Problem to solve: Reproduce the data exactly and drop any pictures it holds.

*** Block opens ***

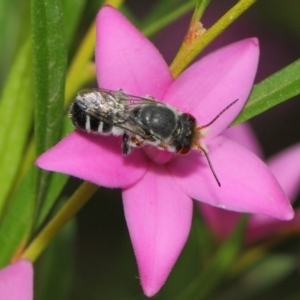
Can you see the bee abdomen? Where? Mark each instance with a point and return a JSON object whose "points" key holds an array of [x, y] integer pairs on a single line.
{"points": [[86, 122]]}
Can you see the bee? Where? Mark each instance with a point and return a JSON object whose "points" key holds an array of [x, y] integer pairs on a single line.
{"points": [[140, 120]]}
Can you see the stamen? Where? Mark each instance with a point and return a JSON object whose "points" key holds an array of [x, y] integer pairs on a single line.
{"points": [[209, 162]]}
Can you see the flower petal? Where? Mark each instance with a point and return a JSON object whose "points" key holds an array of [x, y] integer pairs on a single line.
{"points": [[247, 185], [158, 216], [244, 135], [220, 221], [215, 81], [95, 158], [127, 59], [286, 168], [16, 281]]}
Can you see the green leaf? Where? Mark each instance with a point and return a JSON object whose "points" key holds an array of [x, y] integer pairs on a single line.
{"points": [[170, 16], [262, 279], [16, 111], [213, 274], [50, 63], [14, 29], [57, 181], [275, 89], [17, 221], [72, 10], [59, 258]]}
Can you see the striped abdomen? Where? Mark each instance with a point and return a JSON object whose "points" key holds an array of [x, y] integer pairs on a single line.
{"points": [[83, 121]]}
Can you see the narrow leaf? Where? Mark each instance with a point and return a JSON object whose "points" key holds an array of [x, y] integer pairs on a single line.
{"points": [[50, 63], [16, 223], [72, 10], [16, 111], [275, 89], [61, 252]]}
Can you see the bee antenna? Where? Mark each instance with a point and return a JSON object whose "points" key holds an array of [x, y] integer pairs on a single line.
{"points": [[209, 163], [219, 114]]}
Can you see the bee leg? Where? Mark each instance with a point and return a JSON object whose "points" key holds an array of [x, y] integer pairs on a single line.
{"points": [[125, 145]]}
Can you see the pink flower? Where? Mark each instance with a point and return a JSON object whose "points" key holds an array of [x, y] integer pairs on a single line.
{"points": [[158, 187], [286, 168], [16, 281]]}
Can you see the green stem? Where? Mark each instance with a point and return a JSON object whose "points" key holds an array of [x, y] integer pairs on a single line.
{"points": [[73, 205], [190, 50]]}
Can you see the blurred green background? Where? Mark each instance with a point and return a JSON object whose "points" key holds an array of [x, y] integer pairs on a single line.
{"points": [[96, 247]]}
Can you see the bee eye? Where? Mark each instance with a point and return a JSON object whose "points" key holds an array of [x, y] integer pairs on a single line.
{"points": [[177, 131], [184, 150]]}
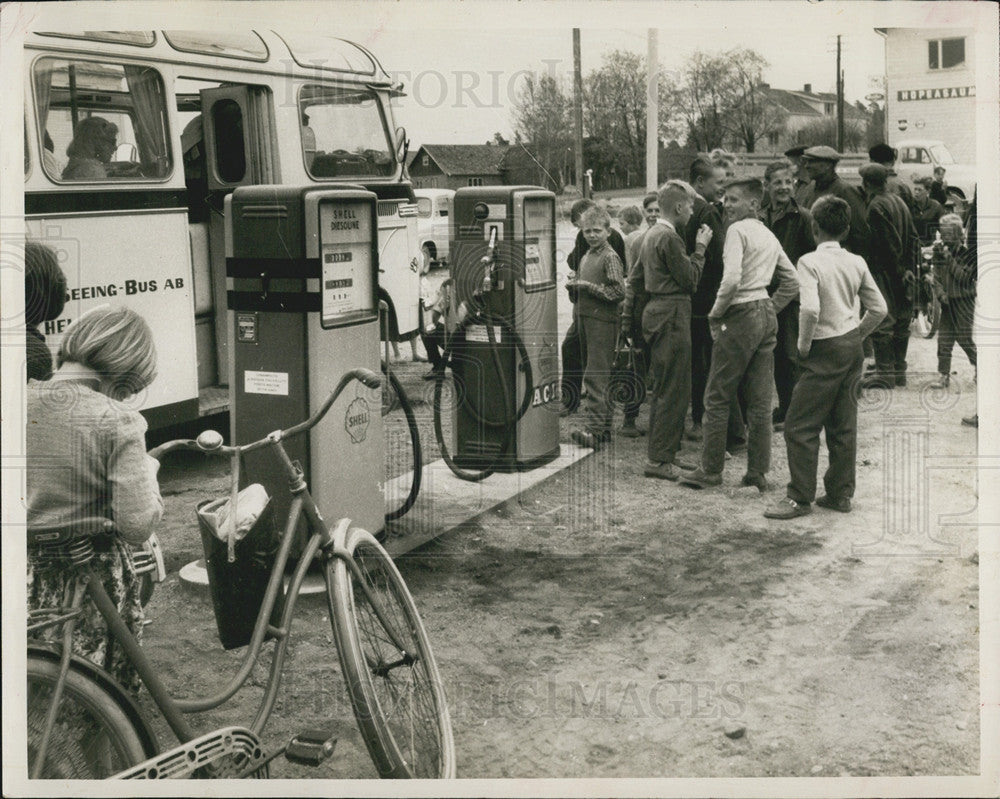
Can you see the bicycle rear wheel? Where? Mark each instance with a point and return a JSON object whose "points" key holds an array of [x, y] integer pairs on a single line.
{"points": [[389, 669], [92, 737]]}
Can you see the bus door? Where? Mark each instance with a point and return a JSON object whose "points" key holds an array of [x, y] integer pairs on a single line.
{"points": [[240, 149], [399, 265]]}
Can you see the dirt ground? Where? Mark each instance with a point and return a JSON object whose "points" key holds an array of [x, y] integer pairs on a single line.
{"points": [[607, 625]]}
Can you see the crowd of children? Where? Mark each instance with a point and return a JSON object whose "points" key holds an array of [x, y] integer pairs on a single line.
{"points": [[737, 288]]}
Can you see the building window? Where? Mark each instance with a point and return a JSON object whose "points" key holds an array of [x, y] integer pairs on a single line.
{"points": [[945, 53]]}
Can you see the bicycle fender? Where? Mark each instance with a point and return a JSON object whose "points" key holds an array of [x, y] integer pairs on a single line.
{"points": [[111, 686]]}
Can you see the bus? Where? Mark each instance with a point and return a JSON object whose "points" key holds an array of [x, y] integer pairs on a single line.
{"points": [[133, 140]]}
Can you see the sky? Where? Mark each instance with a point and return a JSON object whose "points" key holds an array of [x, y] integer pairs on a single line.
{"points": [[462, 87], [461, 63]]}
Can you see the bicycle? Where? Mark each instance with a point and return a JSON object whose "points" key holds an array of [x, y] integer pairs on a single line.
{"points": [[82, 724]]}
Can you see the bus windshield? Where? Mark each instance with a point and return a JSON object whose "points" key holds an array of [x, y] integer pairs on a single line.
{"points": [[344, 133]]}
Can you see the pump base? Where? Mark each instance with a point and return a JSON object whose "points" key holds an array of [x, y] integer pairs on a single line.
{"points": [[507, 465]]}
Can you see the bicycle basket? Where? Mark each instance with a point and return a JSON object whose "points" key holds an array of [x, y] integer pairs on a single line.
{"points": [[238, 587]]}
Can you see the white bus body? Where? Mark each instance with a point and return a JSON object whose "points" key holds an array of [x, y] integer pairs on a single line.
{"points": [[195, 115]]}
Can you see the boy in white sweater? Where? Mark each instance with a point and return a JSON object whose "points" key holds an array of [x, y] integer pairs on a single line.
{"points": [[831, 280], [743, 323]]}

*** Block closes ***

Answer to this task:
Can you see the bee abdomen? Where? Mark each instance with a point and return a JSON object whose "points" key holds an array of [x, y] integer pairs on a single line.
{"points": [[86, 122]]}
Can you see the bee? Where? Mark each instance with a point and return a JSON object whose "points" key holds an array of [x, y] integer pairs on a single line.
{"points": [[140, 120]]}
Can you see the stamen? Where? Mark each instance with a point and return a JSON object whose "points" key holds an array of [x, y] integer pairs on a single line.
{"points": [[209, 162]]}
Can you see the flower petal? Where? Mark each instance with a point and return a JSON object whose "points" key holds an array of [x, y] integer pairs on a single line.
{"points": [[247, 185], [158, 216], [244, 135], [220, 221], [215, 81], [95, 158], [127, 59], [286, 168], [16, 281]]}
Can you see the green leaf? Where? Mark each instance with a point and return a JSON object whose "points" key holds an array of [x, y] integer pairs on a single line.
{"points": [[170, 16], [262, 279], [16, 111], [213, 274], [50, 63], [14, 29], [57, 181], [275, 89], [17, 221], [72, 10], [59, 258]]}
Can you see the striped abdomen? Where? Mark each instance with a point and return a JSON object whose "points" key holds an array of [x, y] integer pairs on a single line.
{"points": [[83, 121]]}
Can you see the narrow leaf? Where? Mark each instance with a point and return a JSON object whose "points" key holds an array of [x, y] integer pairs on a single line.
{"points": [[50, 63], [16, 223], [72, 10], [16, 111], [275, 89], [61, 252]]}
Can you see the bee antenna? Where? Mark each instance with a point and return a JSON object whose "points" key holds an array of [x, y] integer pairs on a single line.
{"points": [[209, 163], [219, 114]]}
Can you see the bee leg? Where? Mark each instance with a point and return a JSON object whose "points" key holds an array of [x, y] integer pairs on a single line.
{"points": [[125, 145]]}
Can you see the pink flower? Where? Mark each instance with a point and return a JSON object whose "points" key holds an array of [x, y] integer pairs on a single line.
{"points": [[158, 187], [286, 168], [16, 281]]}
Can you see the green stem? Where? Mark each instance with a point and return a JSON object whose "points" key holds an array of [x, y] integer pairs on a single line.
{"points": [[73, 205], [190, 50]]}
Can you see the blurred green background? Where? Mark each instance with a point and return a JSON object whose "points" key holds an array of [x, y] integer pairs on a single line.
{"points": [[96, 247]]}
Can you see the bee eye? Where? Mark each instance with a point and return a JSON object whose "points" key holds an array of [x, y] integer pairs on a single line.
{"points": [[177, 131], [184, 150]]}
Can you see the bicycle rear wheel? Where? Mark each instance with a point and return a JSON object whose "points" key holds an array of [x, y] integer pairs on a single line.
{"points": [[389, 669], [92, 737]]}
Can you see the bus door? Where? Mark each instance with a point and return a JSON object whose "points" key holds an array of [x, y] integer pairs on a single line.
{"points": [[240, 149], [399, 265]]}
Can you see the dirt ground? Where? Mark each instance with a point and return a JSON object whose "points" key holds an array of [x, y] integer pairs on a single line.
{"points": [[607, 625]]}
Can you see the crowd of children? Where? Mark each instance with a point and return a JSON object whose "points" key holds an array of [x, y] integer pairs on a single line.
{"points": [[737, 288]]}
Can you see the building window? Where? Mark each instance with a point and return a JSON object whose "points" key holds an array of [x, y] integer pairs on a single line.
{"points": [[945, 53]]}
Can you see the bicycle fender? Where? Mark each instance with a point and return a JSON object whose "points" key holds an array of [x, y] integer pairs on a single line.
{"points": [[111, 686]]}
Can you see the bus? Where? Mark each instance with a point and return a JSON object whose "points" key holds an array of [x, y] integer pairs on a single line.
{"points": [[133, 140]]}
Can you see the sky? Where? Mark each instance with a point and return a JSON object whose "points" key holds an array of [x, y] integer pairs on a single line.
{"points": [[462, 87], [461, 63]]}
Can you see the bicycle? Where? Mark each instance with a point and return a JSON object whose "points" key holds an array of [x, y] integer pairs on a single line.
{"points": [[82, 724]]}
Can you see the bus windshield? Where? Mark each instance with a point and return a JSON object whose "points" key holds an array of [x, y] integer pairs on a single line.
{"points": [[344, 133]]}
Can you see the pump base? Where? Mark each instance with a point and return a JSON object whose "points" key holds an array of [x, y] integer pairs on a single line.
{"points": [[507, 465]]}
Can you see the bicycle basket? Where? Mark each instance with a point and return a JSON object whose "points" key holds an array of [x, y] integer pairs on a single line.
{"points": [[238, 587]]}
Can you see the white bus body? Where? Mark each instance with a point and return a JSON object whose "points" key holds an array of [x, y] integer pairs on a single line.
{"points": [[195, 115]]}
Can you see the boy in white sweater? Where? Mark each instance with a point and return a JSON object whose "points" key holds an array of [x, y] integer pairs on a single line.
{"points": [[831, 280], [743, 323]]}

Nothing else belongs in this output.